Exercise: Locate the line with "Practice. Put a dot on the dragon" in the material. Copy that line and each one after it, through the last, exactly and with nothing else.

Records for processing:
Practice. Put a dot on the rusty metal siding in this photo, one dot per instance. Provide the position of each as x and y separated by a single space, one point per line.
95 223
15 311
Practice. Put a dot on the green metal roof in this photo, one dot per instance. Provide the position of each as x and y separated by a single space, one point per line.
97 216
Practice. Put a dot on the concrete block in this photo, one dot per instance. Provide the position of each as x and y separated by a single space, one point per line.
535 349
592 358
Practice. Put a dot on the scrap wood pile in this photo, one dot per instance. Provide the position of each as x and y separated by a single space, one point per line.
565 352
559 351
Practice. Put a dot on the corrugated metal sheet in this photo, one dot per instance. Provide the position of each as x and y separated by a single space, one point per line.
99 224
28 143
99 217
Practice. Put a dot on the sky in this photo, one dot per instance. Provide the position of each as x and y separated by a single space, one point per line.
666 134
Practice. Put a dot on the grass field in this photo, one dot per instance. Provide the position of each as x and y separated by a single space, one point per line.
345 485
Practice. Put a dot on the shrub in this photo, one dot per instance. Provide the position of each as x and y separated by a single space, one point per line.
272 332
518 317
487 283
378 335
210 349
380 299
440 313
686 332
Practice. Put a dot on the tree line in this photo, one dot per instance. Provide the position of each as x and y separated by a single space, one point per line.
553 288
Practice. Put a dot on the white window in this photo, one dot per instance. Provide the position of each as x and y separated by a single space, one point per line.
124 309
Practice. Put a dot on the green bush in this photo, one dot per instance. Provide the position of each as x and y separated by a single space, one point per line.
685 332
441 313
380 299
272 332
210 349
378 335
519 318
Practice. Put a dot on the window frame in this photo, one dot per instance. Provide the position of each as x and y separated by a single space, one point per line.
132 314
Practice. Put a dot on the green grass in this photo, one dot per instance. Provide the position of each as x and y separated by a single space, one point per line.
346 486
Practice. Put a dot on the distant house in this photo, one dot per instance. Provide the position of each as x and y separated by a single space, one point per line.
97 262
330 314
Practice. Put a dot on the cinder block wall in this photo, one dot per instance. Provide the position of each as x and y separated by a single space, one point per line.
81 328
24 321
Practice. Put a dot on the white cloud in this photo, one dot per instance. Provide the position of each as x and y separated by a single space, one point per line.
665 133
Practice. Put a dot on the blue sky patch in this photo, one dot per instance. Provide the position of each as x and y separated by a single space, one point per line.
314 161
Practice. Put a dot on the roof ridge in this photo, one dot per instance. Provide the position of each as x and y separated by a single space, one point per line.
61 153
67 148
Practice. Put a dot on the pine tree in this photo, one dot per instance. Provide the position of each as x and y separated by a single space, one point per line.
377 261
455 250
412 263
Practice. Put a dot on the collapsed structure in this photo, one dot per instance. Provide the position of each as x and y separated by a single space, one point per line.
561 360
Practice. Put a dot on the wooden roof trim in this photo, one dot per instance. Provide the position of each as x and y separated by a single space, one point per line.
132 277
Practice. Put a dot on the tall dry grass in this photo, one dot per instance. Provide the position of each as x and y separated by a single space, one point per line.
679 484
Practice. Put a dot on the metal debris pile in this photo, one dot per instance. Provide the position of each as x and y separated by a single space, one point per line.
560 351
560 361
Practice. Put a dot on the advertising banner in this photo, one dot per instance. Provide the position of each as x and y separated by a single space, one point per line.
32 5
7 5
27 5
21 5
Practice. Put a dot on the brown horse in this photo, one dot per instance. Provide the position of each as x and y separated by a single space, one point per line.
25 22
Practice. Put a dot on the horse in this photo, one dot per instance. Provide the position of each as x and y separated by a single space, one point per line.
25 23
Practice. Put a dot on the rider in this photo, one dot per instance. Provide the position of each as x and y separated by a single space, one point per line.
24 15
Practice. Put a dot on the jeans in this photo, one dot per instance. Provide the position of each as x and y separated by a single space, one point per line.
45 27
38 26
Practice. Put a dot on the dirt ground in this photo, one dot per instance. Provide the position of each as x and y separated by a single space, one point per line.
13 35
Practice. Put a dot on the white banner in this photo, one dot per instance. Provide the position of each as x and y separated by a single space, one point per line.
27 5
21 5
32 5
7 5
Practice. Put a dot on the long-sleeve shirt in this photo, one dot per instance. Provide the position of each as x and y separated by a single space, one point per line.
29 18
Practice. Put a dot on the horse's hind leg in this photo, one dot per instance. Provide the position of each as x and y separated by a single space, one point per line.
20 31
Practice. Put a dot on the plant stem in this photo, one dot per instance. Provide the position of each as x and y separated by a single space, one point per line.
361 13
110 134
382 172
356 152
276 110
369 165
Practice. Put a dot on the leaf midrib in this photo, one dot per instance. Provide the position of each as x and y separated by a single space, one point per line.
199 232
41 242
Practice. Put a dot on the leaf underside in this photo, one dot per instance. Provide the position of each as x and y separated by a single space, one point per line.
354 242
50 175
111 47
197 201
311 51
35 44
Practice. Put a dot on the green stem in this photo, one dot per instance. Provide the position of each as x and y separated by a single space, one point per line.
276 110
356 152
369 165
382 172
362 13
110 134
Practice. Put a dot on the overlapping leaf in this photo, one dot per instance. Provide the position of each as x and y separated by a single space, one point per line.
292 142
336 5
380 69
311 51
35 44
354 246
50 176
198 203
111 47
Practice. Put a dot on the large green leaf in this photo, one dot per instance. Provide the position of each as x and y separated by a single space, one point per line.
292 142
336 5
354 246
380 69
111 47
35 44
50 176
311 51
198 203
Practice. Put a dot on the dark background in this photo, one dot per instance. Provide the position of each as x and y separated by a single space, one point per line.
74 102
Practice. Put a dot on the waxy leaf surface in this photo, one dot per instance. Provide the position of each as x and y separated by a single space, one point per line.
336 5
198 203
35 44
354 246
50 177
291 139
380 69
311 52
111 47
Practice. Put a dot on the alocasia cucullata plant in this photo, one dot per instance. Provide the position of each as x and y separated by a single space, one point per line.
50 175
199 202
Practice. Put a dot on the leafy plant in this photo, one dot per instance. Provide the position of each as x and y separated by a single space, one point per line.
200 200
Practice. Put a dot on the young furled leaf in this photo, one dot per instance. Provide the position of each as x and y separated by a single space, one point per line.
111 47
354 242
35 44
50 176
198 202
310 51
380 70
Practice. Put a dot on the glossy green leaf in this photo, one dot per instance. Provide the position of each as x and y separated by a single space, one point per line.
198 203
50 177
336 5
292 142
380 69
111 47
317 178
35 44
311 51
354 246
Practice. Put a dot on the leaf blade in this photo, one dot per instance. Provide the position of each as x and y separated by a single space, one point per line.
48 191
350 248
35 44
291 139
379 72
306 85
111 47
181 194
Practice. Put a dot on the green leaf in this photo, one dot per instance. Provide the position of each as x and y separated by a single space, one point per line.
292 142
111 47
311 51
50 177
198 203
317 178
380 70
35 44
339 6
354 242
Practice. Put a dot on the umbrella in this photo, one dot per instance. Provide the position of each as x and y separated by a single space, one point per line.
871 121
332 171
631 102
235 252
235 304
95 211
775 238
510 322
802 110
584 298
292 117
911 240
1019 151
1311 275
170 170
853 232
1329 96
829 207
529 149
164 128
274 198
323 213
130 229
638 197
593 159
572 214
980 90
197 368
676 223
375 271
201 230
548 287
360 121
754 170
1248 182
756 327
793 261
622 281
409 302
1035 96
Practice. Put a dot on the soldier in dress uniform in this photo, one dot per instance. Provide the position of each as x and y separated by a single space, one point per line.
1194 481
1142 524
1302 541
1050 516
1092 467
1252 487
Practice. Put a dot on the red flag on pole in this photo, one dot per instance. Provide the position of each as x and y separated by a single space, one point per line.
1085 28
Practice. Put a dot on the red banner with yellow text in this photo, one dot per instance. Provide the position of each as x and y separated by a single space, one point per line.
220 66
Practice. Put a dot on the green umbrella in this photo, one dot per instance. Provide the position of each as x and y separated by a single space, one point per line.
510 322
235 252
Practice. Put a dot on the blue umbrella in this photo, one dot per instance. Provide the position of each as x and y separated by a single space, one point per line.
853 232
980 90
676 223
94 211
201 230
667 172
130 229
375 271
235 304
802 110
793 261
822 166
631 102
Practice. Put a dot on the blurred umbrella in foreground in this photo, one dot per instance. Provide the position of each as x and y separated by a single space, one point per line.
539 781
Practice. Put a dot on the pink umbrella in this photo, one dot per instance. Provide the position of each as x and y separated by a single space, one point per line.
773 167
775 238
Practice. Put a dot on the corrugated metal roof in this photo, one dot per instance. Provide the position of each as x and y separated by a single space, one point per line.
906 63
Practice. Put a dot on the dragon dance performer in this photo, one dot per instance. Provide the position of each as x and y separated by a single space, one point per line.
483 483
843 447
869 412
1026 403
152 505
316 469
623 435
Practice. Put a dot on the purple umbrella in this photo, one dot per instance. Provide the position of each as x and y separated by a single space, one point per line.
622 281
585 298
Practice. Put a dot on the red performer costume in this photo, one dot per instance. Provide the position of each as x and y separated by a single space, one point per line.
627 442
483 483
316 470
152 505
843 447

Answer to the task:
Practice. Put a dot on the dragon dance performer in this photo, one dot per instance. Provide the position of each as x and y separated by a single space, one point per line.
483 483
843 447
869 412
1026 403
152 505
316 469
623 435
Practice. Put a dot on the purple umbrella in this photo, one dot per instance. Provide the position of each as x and y separated by a single space, one point per line.
622 281
585 298
Practice. Put a dot on the red performer costume in this photo, one dot per instance. Provide the position of each as x and y separated by a single space, one point per line.
627 442
483 483
316 470
152 505
843 447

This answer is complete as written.